(Extracted records)

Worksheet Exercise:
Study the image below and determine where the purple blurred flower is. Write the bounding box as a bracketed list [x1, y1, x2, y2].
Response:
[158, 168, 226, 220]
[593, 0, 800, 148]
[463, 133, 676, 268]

(End Extracted records)

- **Exercise details**
Write the listing out again in its entirety, exactly.

- **Task response**
Worksheet Exercise:
Study the image below and determine where the purple blurred flower is. Write the bounding box as a bracketed list [x1, y1, x2, y2].
Response:
[158, 168, 226, 220]
[593, 0, 800, 148]
[463, 133, 676, 268]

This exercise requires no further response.